═══ TASK INPUTS ═══
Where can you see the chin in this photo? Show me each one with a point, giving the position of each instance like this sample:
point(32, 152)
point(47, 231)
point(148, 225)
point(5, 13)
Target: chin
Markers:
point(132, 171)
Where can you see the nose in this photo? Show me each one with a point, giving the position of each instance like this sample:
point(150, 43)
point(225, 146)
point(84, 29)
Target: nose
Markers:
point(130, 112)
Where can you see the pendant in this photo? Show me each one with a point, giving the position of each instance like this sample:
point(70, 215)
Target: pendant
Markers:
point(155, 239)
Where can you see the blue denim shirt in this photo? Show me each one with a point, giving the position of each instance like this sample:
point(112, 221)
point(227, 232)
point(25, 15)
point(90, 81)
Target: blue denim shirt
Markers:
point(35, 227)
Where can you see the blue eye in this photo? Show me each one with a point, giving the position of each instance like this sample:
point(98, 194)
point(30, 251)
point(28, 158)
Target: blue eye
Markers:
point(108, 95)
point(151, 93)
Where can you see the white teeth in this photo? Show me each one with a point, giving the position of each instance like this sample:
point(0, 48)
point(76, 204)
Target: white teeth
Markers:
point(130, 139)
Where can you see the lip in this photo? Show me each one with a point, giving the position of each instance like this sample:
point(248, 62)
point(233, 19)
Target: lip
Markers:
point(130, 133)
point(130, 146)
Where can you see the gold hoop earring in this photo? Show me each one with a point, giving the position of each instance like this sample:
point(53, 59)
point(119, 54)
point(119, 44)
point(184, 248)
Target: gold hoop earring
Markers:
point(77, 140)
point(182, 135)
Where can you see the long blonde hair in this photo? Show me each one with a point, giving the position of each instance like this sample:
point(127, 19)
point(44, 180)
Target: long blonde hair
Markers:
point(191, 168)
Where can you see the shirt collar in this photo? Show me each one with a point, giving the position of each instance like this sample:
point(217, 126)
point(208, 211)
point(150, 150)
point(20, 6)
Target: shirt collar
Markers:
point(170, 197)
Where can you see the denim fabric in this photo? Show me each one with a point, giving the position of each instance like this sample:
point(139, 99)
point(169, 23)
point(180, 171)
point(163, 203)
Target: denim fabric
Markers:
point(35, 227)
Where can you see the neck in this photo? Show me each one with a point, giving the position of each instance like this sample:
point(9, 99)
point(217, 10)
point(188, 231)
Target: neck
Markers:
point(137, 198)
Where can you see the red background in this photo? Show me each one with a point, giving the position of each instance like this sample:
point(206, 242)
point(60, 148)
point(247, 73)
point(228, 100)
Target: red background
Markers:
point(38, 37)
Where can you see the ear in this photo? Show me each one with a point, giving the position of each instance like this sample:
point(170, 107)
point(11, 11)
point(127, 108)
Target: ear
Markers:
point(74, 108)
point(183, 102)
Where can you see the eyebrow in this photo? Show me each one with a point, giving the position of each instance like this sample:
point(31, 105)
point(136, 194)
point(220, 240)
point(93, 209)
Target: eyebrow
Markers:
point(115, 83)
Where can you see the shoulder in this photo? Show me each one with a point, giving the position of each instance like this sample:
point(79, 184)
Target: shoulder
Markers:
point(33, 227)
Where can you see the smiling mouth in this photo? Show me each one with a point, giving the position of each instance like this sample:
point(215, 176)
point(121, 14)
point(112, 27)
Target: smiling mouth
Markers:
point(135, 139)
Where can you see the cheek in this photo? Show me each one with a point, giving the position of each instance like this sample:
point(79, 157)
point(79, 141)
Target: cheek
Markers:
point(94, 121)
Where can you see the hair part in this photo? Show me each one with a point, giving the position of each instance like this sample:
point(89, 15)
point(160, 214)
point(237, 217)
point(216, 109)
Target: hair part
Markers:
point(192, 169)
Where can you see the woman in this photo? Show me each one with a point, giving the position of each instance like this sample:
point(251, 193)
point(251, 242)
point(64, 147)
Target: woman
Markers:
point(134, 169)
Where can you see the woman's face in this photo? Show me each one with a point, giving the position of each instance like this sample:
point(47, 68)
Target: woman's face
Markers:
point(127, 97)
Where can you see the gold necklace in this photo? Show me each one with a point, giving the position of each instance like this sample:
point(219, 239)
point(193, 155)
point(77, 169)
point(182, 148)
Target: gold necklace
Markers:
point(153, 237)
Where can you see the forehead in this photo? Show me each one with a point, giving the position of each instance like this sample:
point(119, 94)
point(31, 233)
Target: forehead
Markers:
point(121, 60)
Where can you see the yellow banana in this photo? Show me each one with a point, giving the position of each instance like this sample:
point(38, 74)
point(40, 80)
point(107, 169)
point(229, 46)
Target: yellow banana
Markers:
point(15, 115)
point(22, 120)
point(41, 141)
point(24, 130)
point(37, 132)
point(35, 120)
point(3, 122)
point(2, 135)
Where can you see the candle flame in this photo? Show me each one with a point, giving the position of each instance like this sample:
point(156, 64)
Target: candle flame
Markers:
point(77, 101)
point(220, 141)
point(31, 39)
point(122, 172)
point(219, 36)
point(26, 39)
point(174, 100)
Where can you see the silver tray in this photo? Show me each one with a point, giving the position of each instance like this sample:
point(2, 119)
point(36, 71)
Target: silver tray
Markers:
═══
TASK PROMPT: Please retype exactly the line containing "point(2, 119)" and each line after it to the end of the records, and nothing more.

RESULT:
point(2, 119)
point(36, 71)
Target: silver tray
Markers:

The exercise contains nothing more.